(Stored items from a collection)
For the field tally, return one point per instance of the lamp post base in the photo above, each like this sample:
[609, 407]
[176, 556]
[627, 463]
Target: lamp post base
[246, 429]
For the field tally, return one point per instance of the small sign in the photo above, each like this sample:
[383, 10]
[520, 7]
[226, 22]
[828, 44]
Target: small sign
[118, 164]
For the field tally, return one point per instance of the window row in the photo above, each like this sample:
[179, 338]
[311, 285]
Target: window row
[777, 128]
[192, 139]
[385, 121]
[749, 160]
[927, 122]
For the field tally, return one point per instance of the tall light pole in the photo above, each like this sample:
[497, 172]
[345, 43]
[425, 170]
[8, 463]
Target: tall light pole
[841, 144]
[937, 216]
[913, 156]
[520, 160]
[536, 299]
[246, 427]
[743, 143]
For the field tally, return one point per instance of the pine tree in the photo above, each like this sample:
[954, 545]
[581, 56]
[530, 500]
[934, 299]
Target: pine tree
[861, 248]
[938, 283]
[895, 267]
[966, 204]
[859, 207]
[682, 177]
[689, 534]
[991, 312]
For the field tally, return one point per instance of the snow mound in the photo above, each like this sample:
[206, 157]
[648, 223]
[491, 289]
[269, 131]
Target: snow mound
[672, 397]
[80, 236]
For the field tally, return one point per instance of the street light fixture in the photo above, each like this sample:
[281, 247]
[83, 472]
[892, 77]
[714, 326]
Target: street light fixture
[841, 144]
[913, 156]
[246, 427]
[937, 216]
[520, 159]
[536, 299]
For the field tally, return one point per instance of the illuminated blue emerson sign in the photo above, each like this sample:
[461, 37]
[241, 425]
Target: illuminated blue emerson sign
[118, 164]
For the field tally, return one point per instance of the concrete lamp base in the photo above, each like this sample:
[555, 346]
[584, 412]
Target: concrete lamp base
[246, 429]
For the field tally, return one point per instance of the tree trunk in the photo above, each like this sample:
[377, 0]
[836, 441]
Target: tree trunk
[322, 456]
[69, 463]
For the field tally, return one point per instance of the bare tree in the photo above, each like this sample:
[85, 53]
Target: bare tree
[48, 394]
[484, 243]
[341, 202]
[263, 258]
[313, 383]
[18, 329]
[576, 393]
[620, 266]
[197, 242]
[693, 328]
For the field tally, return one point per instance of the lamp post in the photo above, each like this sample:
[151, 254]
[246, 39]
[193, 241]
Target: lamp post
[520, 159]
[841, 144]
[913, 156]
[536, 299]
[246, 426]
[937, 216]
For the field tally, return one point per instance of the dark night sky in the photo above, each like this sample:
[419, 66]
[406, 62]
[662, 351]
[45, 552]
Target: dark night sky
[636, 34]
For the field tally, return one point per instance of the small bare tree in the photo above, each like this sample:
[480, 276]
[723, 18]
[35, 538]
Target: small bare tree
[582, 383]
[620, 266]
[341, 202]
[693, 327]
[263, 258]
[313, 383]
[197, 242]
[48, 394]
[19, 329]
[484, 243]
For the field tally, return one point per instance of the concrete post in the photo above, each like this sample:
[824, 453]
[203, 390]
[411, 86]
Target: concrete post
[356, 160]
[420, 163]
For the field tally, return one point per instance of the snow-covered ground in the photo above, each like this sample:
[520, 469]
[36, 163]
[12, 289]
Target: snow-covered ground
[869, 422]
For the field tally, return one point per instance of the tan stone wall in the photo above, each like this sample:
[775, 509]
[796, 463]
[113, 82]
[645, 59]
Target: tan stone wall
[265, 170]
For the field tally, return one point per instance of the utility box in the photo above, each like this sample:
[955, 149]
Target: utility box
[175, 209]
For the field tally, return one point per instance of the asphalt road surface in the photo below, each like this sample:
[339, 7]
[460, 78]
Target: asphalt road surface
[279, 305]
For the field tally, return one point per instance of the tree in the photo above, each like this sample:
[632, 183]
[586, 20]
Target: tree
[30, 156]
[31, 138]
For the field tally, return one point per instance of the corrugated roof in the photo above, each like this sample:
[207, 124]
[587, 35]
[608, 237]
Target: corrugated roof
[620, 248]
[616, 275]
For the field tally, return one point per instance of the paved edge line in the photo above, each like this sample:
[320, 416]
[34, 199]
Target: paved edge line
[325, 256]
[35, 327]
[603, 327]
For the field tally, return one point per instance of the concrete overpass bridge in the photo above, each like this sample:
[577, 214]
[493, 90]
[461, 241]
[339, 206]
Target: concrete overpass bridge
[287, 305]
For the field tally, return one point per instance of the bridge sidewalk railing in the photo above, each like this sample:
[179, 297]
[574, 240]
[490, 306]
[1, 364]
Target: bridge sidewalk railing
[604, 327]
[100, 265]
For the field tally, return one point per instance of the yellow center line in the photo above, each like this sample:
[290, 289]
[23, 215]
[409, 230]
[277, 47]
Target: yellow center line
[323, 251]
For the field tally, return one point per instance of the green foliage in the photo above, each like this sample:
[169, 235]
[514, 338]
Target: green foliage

- What is asked -
Your task is to give the records above again, exactly.

- Task output -
For the field tally, return one point per instance of the lamp post base in the photo above, each like this sample:
[609, 407]
[176, 556]
[627, 463]
Target: lamp post base
[246, 429]
For the field tally, return one point per instance of the small sign in the photo above, each like this sample:
[383, 10]
[520, 7]
[226, 22]
[828, 44]
Target: small sign
[118, 164]
For the field tally, return one point per instance of the window row in the photo above, each like this sample:
[179, 338]
[311, 285]
Target: window row
[777, 128]
[192, 139]
[385, 121]
[749, 160]
[927, 122]
For the field tally, return one point per instance of the tall light pole in the photo above, each like this sample:
[497, 172]
[345, 43]
[425, 170]
[8, 463]
Target: tall light pole
[841, 144]
[937, 216]
[913, 156]
[520, 160]
[536, 299]
[246, 427]
[743, 143]
For the field tally, return one point per instance of the pine tree in the photo above, each like this sample:
[954, 545]
[581, 56]
[530, 500]
[934, 299]
Target: pine tree
[861, 248]
[938, 283]
[895, 267]
[966, 204]
[859, 207]
[682, 177]
[689, 534]
[991, 312]
For the field tally, return one point per instance of the snow mound in the photo above, each like this sample:
[206, 157]
[648, 223]
[491, 289]
[269, 131]
Target: snow mound
[672, 397]
[80, 236]
For the field tally, return one point per instance of the street light fixture in the photo above, each like this sample:
[281, 247]
[83, 472]
[892, 77]
[714, 326]
Target: street light fixture
[841, 144]
[913, 156]
[246, 427]
[937, 216]
[520, 159]
[536, 299]
For the field tally, return one point per instance of the illuminated blue emerson sign in the photo above, each like this sample:
[461, 37]
[241, 425]
Target: illuminated blue emerson sign
[118, 164]
For the field tally, return one point per instance of the concrete lamp base in the photo above, each like this sample:
[555, 346]
[584, 412]
Target: concrete lamp base
[246, 429]
For the field tally, return one point per instance of the tree trunk in the photo above, each like this sample:
[377, 0]
[836, 441]
Target: tree trunk
[322, 456]
[69, 463]
For the field tally, return one point per instance of the bare tree in the photo above, each like this sample:
[85, 53]
Target: bare tree
[48, 394]
[484, 243]
[341, 202]
[263, 258]
[313, 383]
[18, 329]
[576, 393]
[620, 266]
[197, 242]
[693, 328]
For the field tally, return one point per instance of the lamp post in the photo above, each like this sample:
[151, 254]
[246, 39]
[193, 241]
Target: lamp post
[520, 159]
[841, 144]
[913, 156]
[536, 299]
[246, 426]
[937, 216]
For the field tally, return one point per instance of the dark night sky in the photo above, each like this sample:
[419, 66]
[406, 62]
[662, 351]
[45, 552]
Target: dark night sky
[636, 34]
For the field tally, return one point per instance of the small bare tree in the photo above, each like this sample:
[480, 276]
[723, 18]
[35, 538]
Target: small bare tree
[582, 383]
[620, 266]
[341, 202]
[693, 327]
[263, 258]
[313, 383]
[197, 242]
[48, 394]
[19, 329]
[484, 243]
For the field tally, return one point per instance of the concrete post in the photo above, each like this sample:
[824, 453]
[203, 390]
[411, 86]
Target: concrete post
[356, 160]
[420, 163]
For the field tally, return one point per instance of the snow-covered ground in the photo above, each like this sample:
[520, 469]
[36, 163]
[12, 289]
Target: snow-covered ground
[869, 422]
For the field tally, return one point per instance of the tan stone wall in the photo above, each like this sample:
[775, 509]
[796, 463]
[113, 82]
[645, 59]
Target: tan stone wall
[265, 170]
For the field tally, return one point per instance of the utility box in the photo above, each like this sample:
[955, 149]
Target: utility box
[175, 209]
For the field tally, return one point per instance of the asphalt road surface in the photo below, each like this sample:
[339, 7]
[460, 78]
Target: asphalt road surface
[279, 305]
For the field tally, return one point per instance of the tree in the photo above, each like this sample:
[632, 183]
[586, 20]
Target: tree
[30, 156]
[31, 138]
For the field tally, return one point per instance of the corrugated roof in the photo above, each like this sample:
[207, 124]
[587, 35]
[608, 237]
Target: corrugated roof
[620, 248]
[616, 275]
For the field tally, return one point per instance of the paved edge line in the photo above, each like this sample:
[320, 416]
[34, 199]
Target: paved edge line
[325, 256]
[35, 327]
[603, 327]
For the field tally, return one point per instance of the concrete overpass bridge in the photo above, each like this sample:
[577, 214]
[493, 90]
[461, 241]
[339, 206]
Target: concrete overpass bridge
[287, 305]
For the field tally, return one point per instance of the bridge sidewalk railing in the photo above, each like this sample:
[179, 297]
[574, 240]
[490, 306]
[1, 364]
Target: bridge sidewalk railing
[604, 327]
[100, 265]
For the field tally, return one point per instance of the yellow center line in the photo above, each like this sample:
[290, 289]
[23, 215]
[409, 230]
[277, 47]
Target: yellow center line
[323, 251]
For the field tally, return one point per instance of the green foliage in the photo above, each like this sample:
[169, 235]
[514, 338]
Target: green foliage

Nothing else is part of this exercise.